▶ _WORK TO COMPLETE_
Reproduce the material below line for line, changing nothing.

-- start INPUT DATA --

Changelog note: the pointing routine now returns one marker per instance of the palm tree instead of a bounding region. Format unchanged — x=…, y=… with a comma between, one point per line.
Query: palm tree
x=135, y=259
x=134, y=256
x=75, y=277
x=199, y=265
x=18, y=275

-- end INPUT DATA --

▶ _SOLVED PROBLEM_
Changelog note: the pointing routine now returns one marker per instance of the palm tree instead of a bounding region. Format unchanged — x=…, y=… with a comma between, one point per line.
Query: palm tree
x=135, y=259
x=134, y=256
x=75, y=277
x=199, y=265
x=18, y=275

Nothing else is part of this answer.